Restate the full set of records exactly, word for word.

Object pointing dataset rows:
————————
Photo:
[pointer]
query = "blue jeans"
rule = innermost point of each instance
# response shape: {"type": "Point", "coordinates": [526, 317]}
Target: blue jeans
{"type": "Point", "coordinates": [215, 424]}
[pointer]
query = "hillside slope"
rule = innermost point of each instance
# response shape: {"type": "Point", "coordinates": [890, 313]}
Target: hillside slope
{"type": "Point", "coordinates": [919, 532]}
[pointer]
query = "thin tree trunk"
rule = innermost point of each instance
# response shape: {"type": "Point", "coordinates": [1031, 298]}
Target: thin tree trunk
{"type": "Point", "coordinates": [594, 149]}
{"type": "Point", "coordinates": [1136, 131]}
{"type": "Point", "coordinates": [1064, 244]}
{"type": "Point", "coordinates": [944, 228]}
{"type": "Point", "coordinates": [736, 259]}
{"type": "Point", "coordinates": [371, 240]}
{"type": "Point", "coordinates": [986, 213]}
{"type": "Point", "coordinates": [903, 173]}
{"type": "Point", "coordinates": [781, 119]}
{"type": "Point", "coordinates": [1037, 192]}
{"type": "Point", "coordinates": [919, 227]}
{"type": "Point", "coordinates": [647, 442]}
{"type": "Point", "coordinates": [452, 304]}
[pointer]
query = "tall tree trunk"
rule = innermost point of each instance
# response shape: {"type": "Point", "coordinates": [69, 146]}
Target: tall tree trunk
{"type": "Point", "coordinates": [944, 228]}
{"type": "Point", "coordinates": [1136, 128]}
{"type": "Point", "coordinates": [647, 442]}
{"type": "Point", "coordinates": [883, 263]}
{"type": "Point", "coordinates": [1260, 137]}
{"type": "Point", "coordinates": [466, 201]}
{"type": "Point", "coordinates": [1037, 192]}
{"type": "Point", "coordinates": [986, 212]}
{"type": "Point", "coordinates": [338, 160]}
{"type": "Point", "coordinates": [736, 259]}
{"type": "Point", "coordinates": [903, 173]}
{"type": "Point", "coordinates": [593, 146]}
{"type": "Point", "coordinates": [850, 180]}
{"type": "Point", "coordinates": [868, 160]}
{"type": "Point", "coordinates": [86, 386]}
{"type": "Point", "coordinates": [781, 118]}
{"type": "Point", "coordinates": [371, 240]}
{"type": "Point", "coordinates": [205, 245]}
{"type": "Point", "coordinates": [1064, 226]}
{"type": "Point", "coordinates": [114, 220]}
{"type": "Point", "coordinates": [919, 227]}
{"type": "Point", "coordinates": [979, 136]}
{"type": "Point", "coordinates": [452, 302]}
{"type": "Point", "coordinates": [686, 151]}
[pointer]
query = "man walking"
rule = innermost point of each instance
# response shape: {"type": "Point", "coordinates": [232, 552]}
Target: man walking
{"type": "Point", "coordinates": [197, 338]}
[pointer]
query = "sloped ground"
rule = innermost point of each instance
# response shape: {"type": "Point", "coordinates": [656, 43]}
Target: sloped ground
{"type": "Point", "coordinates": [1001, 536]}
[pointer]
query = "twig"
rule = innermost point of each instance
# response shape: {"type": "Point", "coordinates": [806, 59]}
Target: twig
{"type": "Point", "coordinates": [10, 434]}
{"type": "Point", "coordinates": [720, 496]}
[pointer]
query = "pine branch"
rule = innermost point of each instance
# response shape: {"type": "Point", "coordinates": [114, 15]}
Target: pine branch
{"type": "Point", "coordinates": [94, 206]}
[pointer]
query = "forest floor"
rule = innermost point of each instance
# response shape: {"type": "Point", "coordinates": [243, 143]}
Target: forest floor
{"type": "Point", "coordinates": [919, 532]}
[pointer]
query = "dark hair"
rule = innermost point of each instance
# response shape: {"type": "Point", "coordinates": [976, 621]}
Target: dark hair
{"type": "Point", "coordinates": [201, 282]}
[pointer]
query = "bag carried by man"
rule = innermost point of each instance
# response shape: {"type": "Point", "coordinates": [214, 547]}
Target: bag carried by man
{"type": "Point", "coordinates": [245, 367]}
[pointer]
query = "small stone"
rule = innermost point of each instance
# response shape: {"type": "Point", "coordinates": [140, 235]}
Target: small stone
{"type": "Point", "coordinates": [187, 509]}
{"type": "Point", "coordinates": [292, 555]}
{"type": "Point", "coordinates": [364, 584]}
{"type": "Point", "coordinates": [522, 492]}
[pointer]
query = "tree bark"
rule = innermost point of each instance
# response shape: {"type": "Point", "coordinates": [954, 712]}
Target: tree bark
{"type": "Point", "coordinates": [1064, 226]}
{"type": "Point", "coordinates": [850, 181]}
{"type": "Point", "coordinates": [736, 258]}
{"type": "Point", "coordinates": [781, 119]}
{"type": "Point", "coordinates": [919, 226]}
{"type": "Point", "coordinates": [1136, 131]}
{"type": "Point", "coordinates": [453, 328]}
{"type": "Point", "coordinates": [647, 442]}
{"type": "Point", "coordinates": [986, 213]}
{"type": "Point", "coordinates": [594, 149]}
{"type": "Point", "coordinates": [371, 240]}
————————
*Task answer:*
Photo:
[pointer]
query = "blue jeans"
rule = innermost point of each instance
# response shape: {"type": "Point", "coordinates": [526, 317]}
Target: blue jeans
{"type": "Point", "coordinates": [215, 424]}
[pointer]
query = "hillside slope"
rule = innermost point of each instance
# response shape: {"type": "Point", "coordinates": [890, 313]}
Target: hillside slope
{"type": "Point", "coordinates": [919, 532]}
[pointer]
query = "thin tree trunk"
rule = innermost point of each instance
# response shape: {"type": "Point", "coordinates": [1031, 298]}
Target: thin tree trunk
{"type": "Point", "coordinates": [594, 149]}
{"type": "Point", "coordinates": [1136, 131]}
{"type": "Point", "coordinates": [1064, 244]}
{"type": "Point", "coordinates": [944, 228]}
{"type": "Point", "coordinates": [736, 259]}
{"type": "Point", "coordinates": [371, 240]}
{"type": "Point", "coordinates": [986, 213]}
{"type": "Point", "coordinates": [903, 173]}
{"type": "Point", "coordinates": [781, 119]}
{"type": "Point", "coordinates": [1037, 192]}
{"type": "Point", "coordinates": [919, 227]}
{"type": "Point", "coordinates": [647, 442]}
{"type": "Point", "coordinates": [452, 304]}
[pointer]
query = "tall tree trunk"
rule = innermost point of each instance
# response shape: {"type": "Point", "coordinates": [69, 146]}
Target: tall tree trunk
{"type": "Point", "coordinates": [944, 228]}
{"type": "Point", "coordinates": [1136, 128]}
{"type": "Point", "coordinates": [647, 442]}
{"type": "Point", "coordinates": [883, 263]}
{"type": "Point", "coordinates": [1260, 137]}
{"type": "Point", "coordinates": [466, 201]}
{"type": "Point", "coordinates": [1037, 192]}
{"type": "Point", "coordinates": [986, 212]}
{"type": "Point", "coordinates": [338, 160]}
{"type": "Point", "coordinates": [736, 259]}
{"type": "Point", "coordinates": [903, 173]}
{"type": "Point", "coordinates": [593, 146]}
{"type": "Point", "coordinates": [850, 180]}
{"type": "Point", "coordinates": [868, 160]}
{"type": "Point", "coordinates": [86, 386]}
{"type": "Point", "coordinates": [781, 118]}
{"type": "Point", "coordinates": [371, 240]}
{"type": "Point", "coordinates": [205, 245]}
{"type": "Point", "coordinates": [1064, 226]}
{"type": "Point", "coordinates": [114, 220]}
{"type": "Point", "coordinates": [919, 227]}
{"type": "Point", "coordinates": [979, 136]}
{"type": "Point", "coordinates": [452, 302]}
{"type": "Point", "coordinates": [686, 151]}
[pointer]
query = "man walking"
rule = innermost point of each instance
# response shape: {"type": "Point", "coordinates": [232, 552]}
Target: man walking
{"type": "Point", "coordinates": [197, 338]}
[pointer]
query = "sloped ground"
rule = innermost point of each instance
# response shape: {"type": "Point", "coordinates": [656, 43]}
Target: sloped ground
{"type": "Point", "coordinates": [1001, 536]}
[pointer]
query = "twig"
rule = innermost point of each instance
# response shape: {"type": "Point", "coordinates": [806, 59]}
Target: twig
{"type": "Point", "coordinates": [10, 434]}
{"type": "Point", "coordinates": [720, 496]}
[pointer]
query = "pine branch"
rule = innermost point of each instance
# response shape: {"type": "Point", "coordinates": [114, 15]}
Target: pine branch
{"type": "Point", "coordinates": [94, 206]}
[pointer]
query = "forest floor"
rule = innermost point of each instance
# response shape: {"type": "Point", "coordinates": [243, 143]}
Target: forest floor
{"type": "Point", "coordinates": [919, 532]}
[pointer]
query = "dark hair"
rule = innermost point of each instance
# response shape: {"type": "Point", "coordinates": [976, 621]}
Target: dark hair
{"type": "Point", "coordinates": [201, 282]}
[pointer]
query = "bag carried by man"
rule = innermost point of each instance
# response shape: {"type": "Point", "coordinates": [214, 547]}
Target: bag carried by man
{"type": "Point", "coordinates": [245, 367]}
[pointer]
query = "small stone"
rule = innermost point of each instance
# response shape: {"type": "Point", "coordinates": [140, 235]}
Target: small stone
{"type": "Point", "coordinates": [187, 509]}
{"type": "Point", "coordinates": [292, 555]}
{"type": "Point", "coordinates": [364, 584]}
{"type": "Point", "coordinates": [522, 492]}
[pointer]
query = "tree bark"
rule = innermost point of each instance
# response shape: {"type": "Point", "coordinates": [954, 712]}
Target: tree bark
{"type": "Point", "coordinates": [1064, 226]}
{"type": "Point", "coordinates": [850, 181]}
{"type": "Point", "coordinates": [736, 258]}
{"type": "Point", "coordinates": [781, 119]}
{"type": "Point", "coordinates": [919, 226]}
{"type": "Point", "coordinates": [1136, 131]}
{"type": "Point", "coordinates": [453, 328]}
{"type": "Point", "coordinates": [647, 442]}
{"type": "Point", "coordinates": [986, 213]}
{"type": "Point", "coordinates": [594, 149]}
{"type": "Point", "coordinates": [371, 240]}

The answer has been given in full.